Problem to work on
Please rewrite the listing below with "thickest part" switched to "widest part" everywhere, leaving everything else unchanged.

═══ Dataset excerpts ═══

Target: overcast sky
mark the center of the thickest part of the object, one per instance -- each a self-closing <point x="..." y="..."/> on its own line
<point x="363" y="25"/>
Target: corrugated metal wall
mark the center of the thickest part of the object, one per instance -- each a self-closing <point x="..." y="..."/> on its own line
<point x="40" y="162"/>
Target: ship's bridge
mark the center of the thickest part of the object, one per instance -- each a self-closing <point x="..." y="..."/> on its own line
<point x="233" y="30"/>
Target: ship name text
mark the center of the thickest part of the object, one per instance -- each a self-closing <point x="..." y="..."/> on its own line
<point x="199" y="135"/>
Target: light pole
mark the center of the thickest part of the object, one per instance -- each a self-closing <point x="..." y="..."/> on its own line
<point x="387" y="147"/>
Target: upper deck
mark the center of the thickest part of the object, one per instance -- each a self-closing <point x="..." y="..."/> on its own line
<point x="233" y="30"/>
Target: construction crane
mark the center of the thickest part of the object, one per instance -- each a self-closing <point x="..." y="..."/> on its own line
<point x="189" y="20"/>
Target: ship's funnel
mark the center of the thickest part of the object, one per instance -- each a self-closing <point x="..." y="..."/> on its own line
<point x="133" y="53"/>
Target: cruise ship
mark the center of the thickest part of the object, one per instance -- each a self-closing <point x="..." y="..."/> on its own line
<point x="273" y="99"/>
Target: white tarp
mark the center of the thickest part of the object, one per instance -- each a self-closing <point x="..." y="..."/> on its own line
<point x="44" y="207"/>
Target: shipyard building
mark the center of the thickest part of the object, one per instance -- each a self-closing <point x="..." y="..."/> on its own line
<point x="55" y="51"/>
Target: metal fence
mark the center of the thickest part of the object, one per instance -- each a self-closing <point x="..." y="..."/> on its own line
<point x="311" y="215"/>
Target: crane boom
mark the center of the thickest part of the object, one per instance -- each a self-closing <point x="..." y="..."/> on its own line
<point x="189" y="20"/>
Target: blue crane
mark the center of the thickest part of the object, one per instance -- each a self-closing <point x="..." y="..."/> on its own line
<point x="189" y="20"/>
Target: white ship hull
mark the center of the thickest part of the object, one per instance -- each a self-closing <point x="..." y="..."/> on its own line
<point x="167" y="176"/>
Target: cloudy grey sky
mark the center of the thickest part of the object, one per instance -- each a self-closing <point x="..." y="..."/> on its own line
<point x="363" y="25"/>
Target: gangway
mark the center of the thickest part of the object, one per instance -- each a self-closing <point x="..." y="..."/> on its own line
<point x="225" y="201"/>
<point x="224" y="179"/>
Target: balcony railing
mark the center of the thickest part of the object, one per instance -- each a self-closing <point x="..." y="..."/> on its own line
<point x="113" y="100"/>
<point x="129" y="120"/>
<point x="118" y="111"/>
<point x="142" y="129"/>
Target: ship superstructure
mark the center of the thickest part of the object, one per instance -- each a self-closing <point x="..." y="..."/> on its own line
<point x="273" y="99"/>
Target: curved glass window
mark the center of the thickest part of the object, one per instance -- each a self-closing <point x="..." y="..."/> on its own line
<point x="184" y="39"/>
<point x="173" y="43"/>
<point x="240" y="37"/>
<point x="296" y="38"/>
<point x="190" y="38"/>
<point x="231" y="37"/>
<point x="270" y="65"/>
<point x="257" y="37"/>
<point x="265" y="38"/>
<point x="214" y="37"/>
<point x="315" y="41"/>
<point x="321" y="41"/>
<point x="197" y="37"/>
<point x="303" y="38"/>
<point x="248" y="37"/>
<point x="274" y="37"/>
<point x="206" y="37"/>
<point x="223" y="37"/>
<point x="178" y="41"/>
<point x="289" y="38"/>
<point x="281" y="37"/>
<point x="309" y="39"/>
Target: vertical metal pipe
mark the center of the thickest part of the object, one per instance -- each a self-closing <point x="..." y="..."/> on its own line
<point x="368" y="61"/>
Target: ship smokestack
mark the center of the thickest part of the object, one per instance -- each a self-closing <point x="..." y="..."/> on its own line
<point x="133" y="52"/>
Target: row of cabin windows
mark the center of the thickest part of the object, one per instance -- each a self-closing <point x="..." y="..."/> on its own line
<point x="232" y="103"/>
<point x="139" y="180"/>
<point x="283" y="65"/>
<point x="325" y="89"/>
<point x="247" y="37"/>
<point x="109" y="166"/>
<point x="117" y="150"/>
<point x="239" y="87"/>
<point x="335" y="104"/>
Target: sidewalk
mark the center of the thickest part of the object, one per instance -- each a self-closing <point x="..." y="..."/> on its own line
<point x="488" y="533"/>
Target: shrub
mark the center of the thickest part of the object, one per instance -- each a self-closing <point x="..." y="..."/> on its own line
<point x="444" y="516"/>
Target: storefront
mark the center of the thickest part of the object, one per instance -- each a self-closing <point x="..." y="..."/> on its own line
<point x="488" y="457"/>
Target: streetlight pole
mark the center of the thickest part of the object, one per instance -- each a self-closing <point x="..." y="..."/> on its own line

═══

Task solution
Target: overcast sky
mark the center of the widest part of the object, one per instance -- each a self-closing <point x="..." y="..."/> on its own line
<point x="363" y="25"/>
Target: corrugated metal wall
mark the center of the widest part of the object, one per instance -- each a self-closing <point x="..." y="..."/> on its own line
<point x="40" y="162"/>
Target: ship's bridge
mark the center of the widest part of the object, one per instance -- each a self-closing <point x="..." y="..."/> on its own line
<point x="233" y="30"/>
Target: ship name text
mark the center of the widest part of the object, one per instance -- each a self-closing <point x="..." y="..."/> on its own line
<point x="199" y="135"/>
Target: light pole
mark the center of the widest part of the object, one per instance -- each a self-closing <point x="..." y="..."/> on its own line
<point x="387" y="147"/>
Target: upper deck
mark the center of the widest part of the object, one per instance -- each a self-closing <point x="..." y="..."/> on its own line
<point x="233" y="30"/>
Target: construction crane
mark the center of the widest part of the object, one per instance -- each a self-closing <point x="..." y="..."/> on its own line
<point x="189" y="20"/>
Target: ship's funnel
mark the center of the widest part of the object, one per instance -- each a self-closing <point x="..." y="..."/> on its own line
<point x="133" y="53"/>
Target: cruise ship
mark the center of the widest part of the object, one per instance -- each a self-closing <point x="..." y="..."/> on its own line
<point x="273" y="99"/>
Target: white tarp
mark the center of the widest part of the object, one per instance -- each a self-closing <point x="..." y="..."/> on its own line
<point x="44" y="207"/>
Target: shipyard building
mark the center of the widest part of the object, one per instance -- each a self-closing <point x="..." y="..."/> on its own line
<point x="55" y="51"/>
Target: metal fence
mark the center of the widest part of the object, one per instance -- each a self-closing <point x="..." y="..."/> on its own line
<point x="311" y="215"/>
Target: crane boom
mark the center of the widest part of the object, one per instance -- each a self-closing <point x="..." y="..."/> on its own line
<point x="189" y="20"/>
Target: blue crane
mark the center of the widest part of the object, one per instance -- each a self-closing <point x="..." y="..."/> on its own line
<point x="189" y="20"/>
Target: white ship hull
mark the center of the widest part of the object, one per instance -- each a self-closing <point x="..." y="..."/> on its own line
<point x="167" y="176"/>
Target: cloudy grey sky
mark the center of the widest part of the object, one per instance -- each a self-closing <point x="..." y="..."/> on its own line
<point x="363" y="25"/>
Target: gangway
mark the center of the widest part of the object, one per instance -- each a self-closing <point x="..." y="..."/> on its own line
<point x="225" y="201"/>
<point x="224" y="179"/>
Target: balcony railing
mark the center of the widest part of the object, one per instance -- each a self-closing <point x="..." y="..."/> on its own line
<point x="113" y="100"/>
<point x="129" y="120"/>
<point x="118" y="111"/>
<point x="142" y="129"/>
Target: ship superstructure
mark the center of the widest part of the object, one per instance -- each a self-closing <point x="..." y="..."/> on its own line
<point x="273" y="99"/>
Target: curved glass window
mark the center of the widest part of the object, one per instance -- each a self-closing <point x="..." y="..."/> on its own line
<point x="184" y="39"/>
<point x="173" y="43"/>
<point x="240" y="37"/>
<point x="296" y="38"/>
<point x="190" y="38"/>
<point x="231" y="37"/>
<point x="270" y="65"/>
<point x="257" y="37"/>
<point x="265" y="38"/>
<point x="214" y="37"/>
<point x="315" y="41"/>
<point x="321" y="41"/>
<point x="197" y="37"/>
<point x="303" y="38"/>
<point x="248" y="37"/>
<point x="274" y="37"/>
<point x="206" y="37"/>
<point x="223" y="37"/>
<point x="178" y="41"/>
<point x="289" y="38"/>
<point x="281" y="37"/>
<point x="309" y="39"/>
Target: vertical metal pipe
mark the center of the widest part of the object, one per instance -- each a self-closing <point x="..." y="..."/> on its own line
<point x="368" y="61"/>
Target: ship smokestack
mark the center of the widest part of the object, one per instance -- each a self-closing <point x="..." y="..."/> on its own line
<point x="133" y="52"/>
Target: row of cabin windows
mark the center of the widest part of the object, one per instance -- each a self-closing <point x="..." y="..."/> on its own line
<point x="232" y="103"/>
<point x="139" y="180"/>
<point x="283" y="65"/>
<point x="325" y="89"/>
<point x="247" y="37"/>
<point x="109" y="166"/>
<point x="117" y="150"/>
<point x="239" y="87"/>
<point x="335" y="104"/>
Target: sidewalk
mark the center of the widest part of the object, one per instance -- each a self-closing <point x="..." y="..."/> on its own line
<point x="488" y="533"/>
Target: shrub
mark the center of the widest part of the object, one per instance -- each a self-closing <point x="..." y="..."/> on its own line
<point x="444" y="516"/>
Target: storefront
mark the center of the widest part of the object, one per instance -- each a self-closing <point x="..." y="..."/> on its own line
<point x="488" y="457"/>
Target: streetlight pole
mark the center of the widest part of the object, one per instance -- each a self-closing <point x="..." y="..."/> on its own line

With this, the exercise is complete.